Task instructions: Copy the rows word for word from their start through the line holding "negative clicks: (401, 258)", inclusive, and leave out the pictures.

Supplied material:
● ● ●
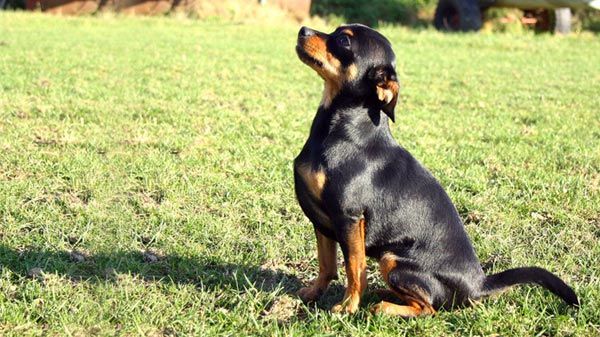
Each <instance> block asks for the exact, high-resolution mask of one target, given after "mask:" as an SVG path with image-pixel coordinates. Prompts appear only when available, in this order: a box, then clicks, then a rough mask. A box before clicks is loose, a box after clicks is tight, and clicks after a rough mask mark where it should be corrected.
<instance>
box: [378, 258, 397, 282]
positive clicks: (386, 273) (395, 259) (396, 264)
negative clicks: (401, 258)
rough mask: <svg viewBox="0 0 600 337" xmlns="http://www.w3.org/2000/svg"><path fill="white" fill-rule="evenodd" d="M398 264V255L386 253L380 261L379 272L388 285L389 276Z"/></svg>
mask: <svg viewBox="0 0 600 337" xmlns="http://www.w3.org/2000/svg"><path fill="white" fill-rule="evenodd" d="M397 265H398V263H397V262H396V255H394V254H392V253H390V252H386V253H384V254H383V256H382V257H381V259H379V271H380V272H381V276H383V279H384V280H385V282H386V283H389V280H388V274H389V273H390V271H392V270H393V269H394V268H396V266H397Z"/></svg>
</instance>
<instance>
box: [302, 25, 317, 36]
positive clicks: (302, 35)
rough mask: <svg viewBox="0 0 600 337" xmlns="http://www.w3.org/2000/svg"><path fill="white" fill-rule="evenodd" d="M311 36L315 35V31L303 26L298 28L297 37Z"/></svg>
mask: <svg viewBox="0 0 600 337" xmlns="http://www.w3.org/2000/svg"><path fill="white" fill-rule="evenodd" d="M312 35H315V31H314V30H312V29H310V28H308V27H304V26H303V27H302V28H300V31H299V32H298V37H309V36H312Z"/></svg>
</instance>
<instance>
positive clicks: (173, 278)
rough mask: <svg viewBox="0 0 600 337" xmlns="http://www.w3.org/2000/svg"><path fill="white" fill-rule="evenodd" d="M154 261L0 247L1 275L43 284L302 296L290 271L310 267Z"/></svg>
mask: <svg viewBox="0 0 600 337" xmlns="http://www.w3.org/2000/svg"><path fill="white" fill-rule="evenodd" d="M155 258H156V260H155V261H149V260H153V258H151V257H149V256H148V254H147V253H144V252H139V251H113V252H110V253H98V254H94V255H85V256H82V257H81V259H83V260H79V261H77V256H73V254H71V253H68V252H65V251H51V250H40V249H35V248H30V249H24V250H15V249H13V248H9V247H7V246H5V245H2V244H0V271H3V270H5V269H8V270H10V271H11V272H12V273H13V274H14V275H15V276H16V277H20V278H29V279H40V280H43V277H44V276H43V274H56V275H58V276H61V277H65V278H67V279H68V280H70V281H72V282H90V283H94V282H118V280H119V277H121V276H122V275H131V276H132V277H135V278H138V279H140V280H143V281H144V282H163V283H175V284H191V285H194V286H196V287H198V289H202V290H208V291H220V290H224V289H237V290H240V291H245V290H246V289H247V288H255V289H257V290H258V291H261V292H269V293H272V292H276V291H281V292H283V293H285V294H288V295H291V296H292V297H295V296H296V292H297V291H298V290H299V289H300V288H301V287H303V286H304V285H305V283H304V282H302V281H305V282H307V281H309V280H302V281H301V280H300V279H299V278H298V277H297V276H295V275H293V274H291V273H289V272H287V271H286V270H284V269H292V270H294V269H297V268H299V269H305V268H306V267H297V266H283V267H282V268H281V269H277V268H272V267H260V266H252V265H241V264H231V263H221V262H215V261H207V257H205V256H181V255H175V254H170V255H165V256H155ZM342 283H343V282H342V280H339V281H337V282H333V283H332V284H331V286H330V287H329V289H328V290H327V292H326V293H325V294H324V295H323V297H322V298H321V299H320V300H319V301H318V302H317V303H316V304H311V305H310V307H312V308H315V309H322V310H328V309H330V308H331V307H332V306H333V305H334V304H335V303H337V301H339V300H340V299H341V298H342V297H343V293H344V286H343V284H342ZM365 295H366V296H365V298H364V300H363V304H364V305H369V304H370V303H373V302H375V301H376V300H377V299H378V297H377V295H376V294H375V293H367V294H365Z"/></svg>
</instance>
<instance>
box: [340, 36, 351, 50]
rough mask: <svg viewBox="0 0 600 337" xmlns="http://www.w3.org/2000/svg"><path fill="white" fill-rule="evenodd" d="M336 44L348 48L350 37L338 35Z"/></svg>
mask: <svg viewBox="0 0 600 337" xmlns="http://www.w3.org/2000/svg"><path fill="white" fill-rule="evenodd" d="M337 44H338V45H339V46H340V47H344V48H350V38H349V37H348V35H340V36H339V37H338V38H337Z"/></svg>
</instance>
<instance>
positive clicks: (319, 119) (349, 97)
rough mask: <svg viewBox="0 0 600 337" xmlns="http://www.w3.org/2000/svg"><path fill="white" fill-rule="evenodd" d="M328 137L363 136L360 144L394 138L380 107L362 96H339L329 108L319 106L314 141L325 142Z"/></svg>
mask: <svg viewBox="0 0 600 337" xmlns="http://www.w3.org/2000/svg"><path fill="white" fill-rule="evenodd" d="M329 136H334V137H340V138H342V139H343V138H352V137H362V138H363V139H361V140H360V141H367V140H368V138H371V137H374V136H385V137H386V138H387V137H390V138H391V131H390V127H389V118H388V117H387V116H386V115H385V114H384V113H382V112H381V110H380V109H379V108H374V107H372V105H371V104H365V99H364V98H363V97H357V96H353V95H342V94H338V95H337V96H336V97H334V98H333V99H332V101H331V103H330V104H329V105H328V106H324V105H320V106H319V109H318V110H317V114H316V115H315V118H314V119H313V123H312V127H311V132H310V137H311V138H313V140H321V141H323V140H325V138H327V137H329ZM348 140H351V139H348ZM354 141H357V139H355V140H354Z"/></svg>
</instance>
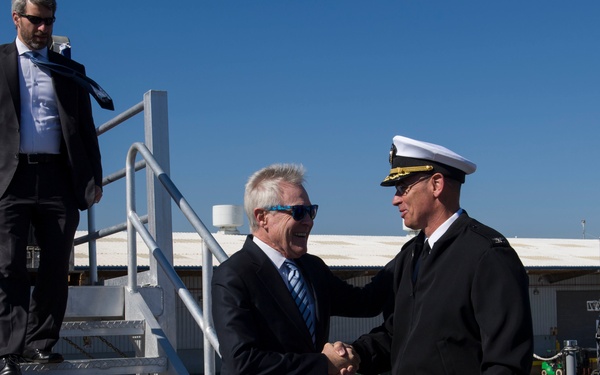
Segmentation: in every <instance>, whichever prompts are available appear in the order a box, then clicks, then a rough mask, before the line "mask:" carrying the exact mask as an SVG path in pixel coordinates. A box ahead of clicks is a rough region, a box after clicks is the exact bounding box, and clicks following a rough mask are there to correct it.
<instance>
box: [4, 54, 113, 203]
mask: <svg viewBox="0 0 600 375" xmlns="http://www.w3.org/2000/svg"><path fill="white" fill-rule="evenodd" d="M18 58H19V54H18V51H17V46H16V43H14V42H13V43H10V44H3V45H0V141H1V142H2V147H0V196H2V194H4V192H5V191H6V188H7V187H8V185H9V184H10V181H11V180H12V177H13V175H14V174H15V171H16V170H17V165H18V164H19V143H20V120H21V119H20V117H21V98H20V92H19V71H18V69H19V65H18ZM48 59H49V60H50V61H52V62H56V63H60V64H63V65H67V66H70V67H72V68H73V69H76V70H78V71H80V72H81V73H84V74H85V69H84V67H83V65H81V64H79V63H77V62H75V61H73V60H71V59H68V58H66V57H64V56H62V55H61V54H58V53H56V52H53V51H51V50H50V51H48ZM52 83H53V85H54V91H55V92H56V99H57V102H58V114H59V117H60V124H61V127H62V135H63V140H62V144H61V153H62V154H63V155H65V157H66V159H67V162H68V165H69V168H70V171H71V182H72V185H73V191H74V193H75V198H76V199H77V204H78V206H79V209H82V210H84V209H87V208H88V207H90V206H91V205H92V204H93V203H94V197H95V186H96V185H97V186H102V164H101V161H100V148H99V147H98V137H97V135H96V128H95V126H94V120H93V118H92V110H91V104H90V95H89V93H88V92H87V91H86V90H85V89H83V88H82V87H81V86H80V85H78V84H77V83H76V82H75V81H73V80H72V79H70V78H66V77H64V76H61V75H59V74H53V75H52Z"/></svg>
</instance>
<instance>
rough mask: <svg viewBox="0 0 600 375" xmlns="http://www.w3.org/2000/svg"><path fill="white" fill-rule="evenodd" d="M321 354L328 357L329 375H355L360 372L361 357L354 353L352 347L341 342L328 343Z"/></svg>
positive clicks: (325, 346)
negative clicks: (325, 355)
mask: <svg viewBox="0 0 600 375" xmlns="http://www.w3.org/2000/svg"><path fill="white" fill-rule="evenodd" d="M321 353H322V354H325V355H326V356H327V360H328V370H327V374H328V375H355V374H356V371H358V365H359V363H360V357H359V356H358V354H356V353H355V352H354V348H352V345H348V344H344V343H343V342H341V341H337V342H335V343H334V344H331V343H327V344H325V346H323V351H321Z"/></svg>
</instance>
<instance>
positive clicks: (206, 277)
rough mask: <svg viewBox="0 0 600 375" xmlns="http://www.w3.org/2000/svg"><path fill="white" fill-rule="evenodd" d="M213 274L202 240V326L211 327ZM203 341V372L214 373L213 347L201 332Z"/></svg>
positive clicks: (211, 317)
mask: <svg viewBox="0 0 600 375" xmlns="http://www.w3.org/2000/svg"><path fill="white" fill-rule="evenodd" d="M212 274H213V267H212V253H211V252H210V251H209V249H208V248H207V247H206V243H205V242H204V240H203V241H202V310H203V311H204V327H212V326H213V321H212V294H211V280H212ZM202 337H203V342H204V373H205V374H207V375H214V374H215V373H216V372H215V349H214V348H213V346H212V343H211V342H210V340H209V339H208V335H207V334H206V333H203V335H202Z"/></svg>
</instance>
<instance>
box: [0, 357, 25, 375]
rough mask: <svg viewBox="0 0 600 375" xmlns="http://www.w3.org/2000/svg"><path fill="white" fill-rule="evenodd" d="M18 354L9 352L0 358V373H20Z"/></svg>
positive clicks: (20, 369) (15, 374)
mask: <svg viewBox="0 0 600 375" xmlns="http://www.w3.org/2000/svg"><path fill="white" fill-rule="evenodd" d="M19 359H20V358H19V356H18V355H15V354H9V355H6V356H4V357H2V358H0V375H21V365H19Z"/></svg>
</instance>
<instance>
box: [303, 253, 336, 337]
mask: <svg viewBox="0 0 600 375" xmlns="http://www.w3.org/2000/svg"><path fill="white" fill-rule="evenodd" d="M309 260H310V259H309V258H308V257H306V256H302V257H300V258H299V259H296V263H297V264H298V267H299V269H300V271H301V272H302V276H303V277H304V281H305V282H306V284H307V287H308V288H309V290H310V291H311V292H312V295H313V299H314V303H315V342H316V343H319V342H321V341H323V340H324V341H325V342H327V341H329V329H328V327H329V307H327V306H326V305H329V303H328V302H327V301H328V297H327V296H326V295H325V294H324V291H325V289H324V288H323V286H324V285H325V284H326V282H325V281H324V280H323V277H322V274H321V270H320V269H318V268H316V267H315V266H314V265H311V264H310V263H311V262H309ZM319 285H320V286H321V287H319ZM305 325H306V324H305Z"/></svg>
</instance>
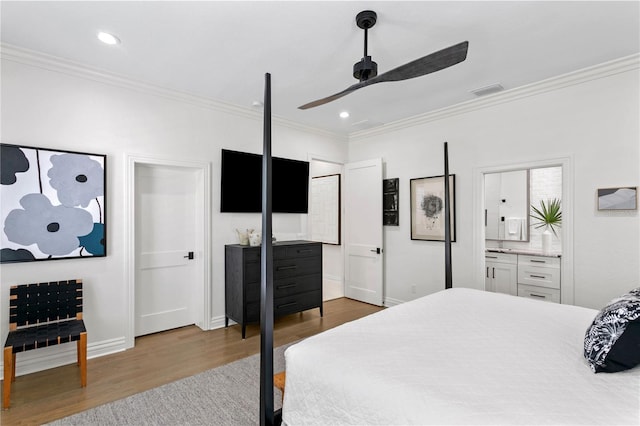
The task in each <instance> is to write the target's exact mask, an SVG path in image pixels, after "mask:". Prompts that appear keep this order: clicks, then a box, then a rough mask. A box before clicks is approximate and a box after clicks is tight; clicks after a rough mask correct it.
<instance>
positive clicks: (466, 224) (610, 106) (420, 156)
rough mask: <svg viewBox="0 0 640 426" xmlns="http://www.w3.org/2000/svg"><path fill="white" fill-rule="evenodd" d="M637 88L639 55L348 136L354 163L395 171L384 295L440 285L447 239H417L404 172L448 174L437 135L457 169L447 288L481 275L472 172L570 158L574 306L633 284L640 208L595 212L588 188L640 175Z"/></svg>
mask: <svg viewBox="0 0 640 426" xmlns="http://www.w3.org/2000/svg"><path fill="white" fill-rule="evenodd" d="M639 93H640V84H639V72H638V57H637V56H636V57H634V58H631V59H628V58H627V60H624V61H617V62H615V63H611V64H604V65H603V66H601V67H595V68H594V69H589V70H584V71H583V72H581V73H574V74H573V75H568V76H562V77H561V78H558V79H554V80H553V81H546V82H542V83H540V84H538V85H533V86H531V87H526V88H522V89H518V90H514V91H511V92H503V93H501V94H497V95H494V97H492V98H491V99H489V98H487V99H485V100H478V101H476V102H470V103H469V104H467V105H460V106H456V107H452V108H449V109H447V110H443V111H439V112H435V113H431V114H425V115H424V116H422V117H416V118H414V119H412V120H406V122H404V123H396V124H394V125H391V126H385V127H386V128H389V130H386V129H385V128H382V130H377V131H369V132H367V131H365V132H361V133H359V134H356V135H353V136H352V138H351V140H350V142H349V161H358V160H364V159H367V158H374V157H382V158H383V160H384V162H385V177H399V178H400V201H401V205H400V215H401V217H400V226H399V227H397V228H395V227H394V228H391V227H385V228H384V232H385V256H386V263H385V266H386V269H385V297H389V298H392V299H393V300H396V301H398V300H399V301H402V300H410V299H413V298H415V297H418V296H421V295H424V294H429V293H432V292H435V291H438V290H440V289H442V288H444V247H443V244H442V243H441V242H427V241H412V240H411V239H410V214H409V200H410V197H409V180H410V179H411V178H417V177H423V176H435V175H442V174H443V147H442V143H443V142H444V141H448V143H449V161H450V173H455V174H456V203H457V207H456V216H457V231H456V235H457V242H455V243H453V248H452V257H453V282H454V286H463V287H476V288H481V285H482V284H481V283H482V282H483V279H482V277H481V276H479V273H478V271H480V273H481V271H482V269H481V268H477V267H476V265H474V259H477V258H478V256H479V253H477V252H476V251H478V250H476V246H477V244H475V243H474V241H476V240H477V238H478V237H480V234H479V232H480V231H479V229H474V215H480V214H482V212H481V211H478V212H474V211H473V207H474V203H473V200H474V196H475V194H474V189H473V188H474V185H475V183H474V181H473V180H474V179H475V178H476V175H475V174H474V170H477V169H478V168H483V167H493V166H500V165H505V166H508V165H510V164H520V163H530V162H536V161H543V160H548V159H557V158H566V157H568V158H570V160H571V161H572V164H573V167H572V169H573V174H572V175H567V176H565V177H566V178H567V179H572V180H573V187H574V191H573V194H574V199H573V200H570V201H572V204H573V211H574V213H573V223H574V226H573V236H574V238H573V247H574V252H573V253H574V262H573V265H570V267H573V276H574V282H575V295H574V296H575V297H574V301H575V304H577V305H582V306H587V307H593V308H599V307H601V306H602V305H603V304H605V303H607V302H608V301H609V300H610V299H612V298H613V297H616V296H618V295H620V294H622V293H624V292H626V291H628V290H630V289H632V288H635V287H638V286H639V285H640V273H639V270H640V265H639V262H640V251H639V238H638V235H639V219H638V211H637V210H636V211H631V212H620V213H616V214H611V213H609V214H605V213H602V212H598V211H597V210H596V205H595V192H596V189H597V188H599V187H600V188H603V187H612V186H636V185H638V184H640V176H639V174H640V173H639V169H640V166H639V161H638V158H639V156H640V152H639V151H640V149H639V144H640V142H639V141H640V134H639V120H640V119H639V117H640V111H639V105H640V102H639ZM478 222H479V223H483V221H478ZM565 244H566V243H565V242H563V246H565V247H566V245H565ZM412 285H416V286H417V294H413V293H412V292H411V286H412Z"/></svg>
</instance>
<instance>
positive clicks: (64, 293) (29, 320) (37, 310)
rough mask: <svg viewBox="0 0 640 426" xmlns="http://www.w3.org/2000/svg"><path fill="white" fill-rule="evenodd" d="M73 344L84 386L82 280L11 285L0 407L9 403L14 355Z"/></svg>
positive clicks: (85, 367)
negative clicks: (20, 353)
mask: <svg viewBox="0 0 640 426" xmlns="http://www.w3.org/2000/svg"><path fill="white" fill-rule="evenodd" d="M72 341H75V342H76V344H77V364H78V366H79V367H80V383H81V386H82V387H85V386H87V330H86V328H85V325H84V321H83V319H82V280H68V281H53V282H48V283H36V284H22V285H15V286H12V287H11V289H10V292H9V335H8V336H7V341H6V342H5V345H4V384H3V398H2V408H3V409H8V408H9V405H10V402H11V383H12V382H14V381H15V380H16V354H17V353H18V352H26V351H29V350H33V349H38V348H42V347H47V346H53V345H58V344H61V343H68V342H72Z"/></svg>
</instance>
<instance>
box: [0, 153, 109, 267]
mask: <svg viewBox="0 0 640 426" xmlns="http://www.w3.org/2000/svg"><path fill="white" fill-rule="evenodd" d="M0 149H1V155H0V159H1V164H0V166H1V168H2V186H1V187H0V200H1V203H0V204H1V209H0V219H1V220H2V232H1V237H0V262H1V263H13V262H32V261H38V260H58V259H69V258H89V257H103V256H106V253H107V241H106V235H107V230H106V225H107V221H106V213H105V212H106V196H105V194H106V162H107V158H106V155H100V154H88V153H84V152H73V151H60V150H55V149H48V148H34V147H29V146H21V145H9V144H0Z"/></svg>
● ● ●
Exercise output:
Each <instance> block asks for the exact, high-resolution mask of one target, given after "mask:" as an SVG path with image-pixel coordinates. Prompts appear only when available, in this order: a box, then clicks, then a rough mask. A box before clicks is loose, a box after clicks is tight, and clicks after a rough mask mark where it should be corrected.
<instance>
box: [378, 258, 397, 282]
positive clicks: (386, 273) (395, 259) (396, 264)
negative clicks: (401, 258)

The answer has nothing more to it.